### What to work on
Copy the records from the start through the line containing "353], [421, 353]]", renaming "glowing ember" to "burning coal" and keeping everything else the same.

····················

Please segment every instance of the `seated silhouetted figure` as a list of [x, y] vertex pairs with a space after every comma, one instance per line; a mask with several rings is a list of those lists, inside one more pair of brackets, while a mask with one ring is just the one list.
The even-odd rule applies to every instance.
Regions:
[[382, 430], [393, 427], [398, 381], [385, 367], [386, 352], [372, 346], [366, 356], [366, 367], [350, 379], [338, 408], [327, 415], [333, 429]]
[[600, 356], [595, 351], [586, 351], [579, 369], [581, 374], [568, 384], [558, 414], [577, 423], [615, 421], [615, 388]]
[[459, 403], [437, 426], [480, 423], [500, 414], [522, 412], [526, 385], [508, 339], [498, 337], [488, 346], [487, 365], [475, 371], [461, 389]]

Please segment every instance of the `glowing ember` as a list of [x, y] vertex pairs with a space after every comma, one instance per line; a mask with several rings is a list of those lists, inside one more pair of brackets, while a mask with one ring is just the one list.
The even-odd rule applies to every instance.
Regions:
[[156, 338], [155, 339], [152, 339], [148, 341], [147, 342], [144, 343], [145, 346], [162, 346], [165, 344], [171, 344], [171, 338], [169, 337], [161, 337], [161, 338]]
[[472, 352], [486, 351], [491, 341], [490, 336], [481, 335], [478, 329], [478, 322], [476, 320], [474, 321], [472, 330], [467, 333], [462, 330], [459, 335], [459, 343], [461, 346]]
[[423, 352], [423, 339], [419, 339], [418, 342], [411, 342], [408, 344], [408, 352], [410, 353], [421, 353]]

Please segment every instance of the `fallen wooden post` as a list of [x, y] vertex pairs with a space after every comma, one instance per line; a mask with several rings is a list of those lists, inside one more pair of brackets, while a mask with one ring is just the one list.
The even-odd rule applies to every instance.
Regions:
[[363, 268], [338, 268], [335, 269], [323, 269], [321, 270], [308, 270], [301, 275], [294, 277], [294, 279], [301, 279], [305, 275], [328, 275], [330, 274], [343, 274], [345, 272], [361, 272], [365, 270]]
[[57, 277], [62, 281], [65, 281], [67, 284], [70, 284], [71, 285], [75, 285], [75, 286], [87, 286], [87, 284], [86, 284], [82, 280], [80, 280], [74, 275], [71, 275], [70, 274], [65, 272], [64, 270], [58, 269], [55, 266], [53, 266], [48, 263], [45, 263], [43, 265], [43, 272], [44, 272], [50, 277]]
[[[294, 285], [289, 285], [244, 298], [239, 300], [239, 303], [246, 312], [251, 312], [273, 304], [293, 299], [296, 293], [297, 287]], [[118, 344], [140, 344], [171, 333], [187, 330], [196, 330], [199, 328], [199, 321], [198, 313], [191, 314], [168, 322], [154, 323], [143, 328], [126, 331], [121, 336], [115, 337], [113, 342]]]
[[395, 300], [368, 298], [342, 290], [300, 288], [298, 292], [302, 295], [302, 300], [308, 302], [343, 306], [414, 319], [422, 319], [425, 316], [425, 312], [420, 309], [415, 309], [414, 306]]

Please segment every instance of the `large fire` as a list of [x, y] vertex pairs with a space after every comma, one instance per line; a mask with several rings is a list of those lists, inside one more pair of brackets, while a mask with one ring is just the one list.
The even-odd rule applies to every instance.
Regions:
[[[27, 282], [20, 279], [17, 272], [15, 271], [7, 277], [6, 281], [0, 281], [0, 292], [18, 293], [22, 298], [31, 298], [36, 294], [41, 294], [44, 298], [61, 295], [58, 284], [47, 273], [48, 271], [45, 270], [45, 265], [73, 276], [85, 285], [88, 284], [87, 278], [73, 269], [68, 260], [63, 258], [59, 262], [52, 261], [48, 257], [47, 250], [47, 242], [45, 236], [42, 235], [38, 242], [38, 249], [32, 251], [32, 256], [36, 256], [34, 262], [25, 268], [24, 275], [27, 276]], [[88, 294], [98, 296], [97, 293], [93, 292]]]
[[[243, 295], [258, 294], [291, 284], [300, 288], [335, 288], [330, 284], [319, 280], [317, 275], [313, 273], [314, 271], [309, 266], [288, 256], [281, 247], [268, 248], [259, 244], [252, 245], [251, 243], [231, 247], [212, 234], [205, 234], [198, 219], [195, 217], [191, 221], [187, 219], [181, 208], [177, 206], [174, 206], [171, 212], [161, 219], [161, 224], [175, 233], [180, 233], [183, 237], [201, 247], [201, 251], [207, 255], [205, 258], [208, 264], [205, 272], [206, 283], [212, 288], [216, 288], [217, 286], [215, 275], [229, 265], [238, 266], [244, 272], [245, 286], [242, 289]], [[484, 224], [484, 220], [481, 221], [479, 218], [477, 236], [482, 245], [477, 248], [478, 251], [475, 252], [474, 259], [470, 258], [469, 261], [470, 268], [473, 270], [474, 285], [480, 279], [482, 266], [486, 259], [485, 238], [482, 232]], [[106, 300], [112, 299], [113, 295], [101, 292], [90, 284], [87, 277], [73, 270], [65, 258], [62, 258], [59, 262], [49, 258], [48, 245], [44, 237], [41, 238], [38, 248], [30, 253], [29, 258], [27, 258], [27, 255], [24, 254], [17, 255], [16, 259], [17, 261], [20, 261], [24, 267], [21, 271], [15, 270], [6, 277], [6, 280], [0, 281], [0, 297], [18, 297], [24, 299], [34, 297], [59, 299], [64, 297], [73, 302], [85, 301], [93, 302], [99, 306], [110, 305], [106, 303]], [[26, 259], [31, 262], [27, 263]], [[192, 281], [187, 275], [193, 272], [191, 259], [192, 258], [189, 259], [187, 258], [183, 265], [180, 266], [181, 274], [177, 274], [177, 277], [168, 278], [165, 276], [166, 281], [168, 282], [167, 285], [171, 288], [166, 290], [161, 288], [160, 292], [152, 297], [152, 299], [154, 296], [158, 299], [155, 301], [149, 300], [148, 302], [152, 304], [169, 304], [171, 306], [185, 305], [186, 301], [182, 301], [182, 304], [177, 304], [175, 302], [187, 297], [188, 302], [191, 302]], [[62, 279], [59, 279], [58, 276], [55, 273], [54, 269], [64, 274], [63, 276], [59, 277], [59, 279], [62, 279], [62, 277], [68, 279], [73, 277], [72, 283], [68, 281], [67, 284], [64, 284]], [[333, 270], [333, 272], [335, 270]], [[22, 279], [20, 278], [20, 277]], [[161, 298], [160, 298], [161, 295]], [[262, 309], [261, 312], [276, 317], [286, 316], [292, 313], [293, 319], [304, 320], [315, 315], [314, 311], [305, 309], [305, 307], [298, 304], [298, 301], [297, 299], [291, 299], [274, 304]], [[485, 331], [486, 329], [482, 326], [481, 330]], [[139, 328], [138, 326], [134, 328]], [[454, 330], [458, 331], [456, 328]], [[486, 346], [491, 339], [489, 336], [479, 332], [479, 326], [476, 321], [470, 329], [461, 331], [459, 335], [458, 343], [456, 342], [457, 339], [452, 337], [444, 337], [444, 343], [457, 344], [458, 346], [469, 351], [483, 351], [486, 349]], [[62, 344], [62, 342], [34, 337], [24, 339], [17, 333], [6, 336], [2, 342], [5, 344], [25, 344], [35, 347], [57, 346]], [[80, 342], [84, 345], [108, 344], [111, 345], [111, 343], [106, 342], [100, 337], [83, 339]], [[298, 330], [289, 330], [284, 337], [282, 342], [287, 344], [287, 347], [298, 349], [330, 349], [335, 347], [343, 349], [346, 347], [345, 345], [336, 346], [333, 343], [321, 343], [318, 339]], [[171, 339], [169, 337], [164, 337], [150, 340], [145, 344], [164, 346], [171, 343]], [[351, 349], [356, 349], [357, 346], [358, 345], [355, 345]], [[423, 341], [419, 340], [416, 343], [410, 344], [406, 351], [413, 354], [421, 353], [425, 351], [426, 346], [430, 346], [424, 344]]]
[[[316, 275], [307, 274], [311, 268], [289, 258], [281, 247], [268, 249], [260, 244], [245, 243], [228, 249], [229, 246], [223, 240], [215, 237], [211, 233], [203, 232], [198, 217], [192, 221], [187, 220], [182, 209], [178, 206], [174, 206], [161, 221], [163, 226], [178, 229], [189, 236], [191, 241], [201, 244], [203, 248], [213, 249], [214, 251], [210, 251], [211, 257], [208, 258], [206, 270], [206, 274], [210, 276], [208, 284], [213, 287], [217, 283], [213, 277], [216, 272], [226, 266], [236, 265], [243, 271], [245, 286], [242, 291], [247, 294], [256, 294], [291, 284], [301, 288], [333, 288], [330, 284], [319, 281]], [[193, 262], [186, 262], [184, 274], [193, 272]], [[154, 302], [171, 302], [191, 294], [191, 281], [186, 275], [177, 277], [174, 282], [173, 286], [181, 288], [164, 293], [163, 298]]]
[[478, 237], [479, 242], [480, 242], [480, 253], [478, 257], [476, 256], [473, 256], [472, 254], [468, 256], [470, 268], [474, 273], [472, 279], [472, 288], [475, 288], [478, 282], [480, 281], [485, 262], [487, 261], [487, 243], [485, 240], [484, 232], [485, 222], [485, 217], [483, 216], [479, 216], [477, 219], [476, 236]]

····················

### Result of this task
Please segment every instance of the `seated silhouetted figure` as a list of [x, y] vertex pairs with a space after every comma, one instance per line; a mask with several rings is a list of those lists, inside one more pair of brackets, while a mask with one ring is just the one list.
The even-odd rule applies to every instance.
Regions:
[[382, 430], [393, 427], [398, 381], [385, 367], [386, 352], [372, 346], [366, 356], [366, 367], [350, 379], [338, 408], [327, 415], [333, 429]]
[[600, 356], [595, 351], [586, 351], [579, 369], [581, 374], [568, 384], [558, 414], [577, 423], [615, 421], [615, 388]]
[[459, 403], [437, 426], [480, 423], [500, 414], [522, 412], [526, 385], [508, 339], [498, 337], [488, 346], [487, 365], [475, 371], [461, 389]]

Please segment every instance of the `burning coal` as a list of [x, y] vertex pairs with a space after every comma, one instance per line; a mask with several rings is a list of those lists, inside one more pair of brackets, while a mask with one ring is just the one list.
The even-odd rule applies to every instance.
Regions:
[[156, 338], [155, 339], [152, 339], [148, 341], [147, 342], [144, 343], [145, 346], [162, 346], [165, 344], [171, 344], [171, 338], [169, 337], [161, 337], [161, 338]]
[[472, 352], [486, 351], [491, 341], [490, 336], [481, 335], [478, 329], [478, 322], [476, 320], [474, 321], [472, 330], [467, 333], [462, 330], [459, 335], [459, 343], [461, 346]]
[[423, 352], [423, 339], [419, 339], [418, 342], [411, 342], [408, 344], [408, 352], [410, 353], [421, 353]]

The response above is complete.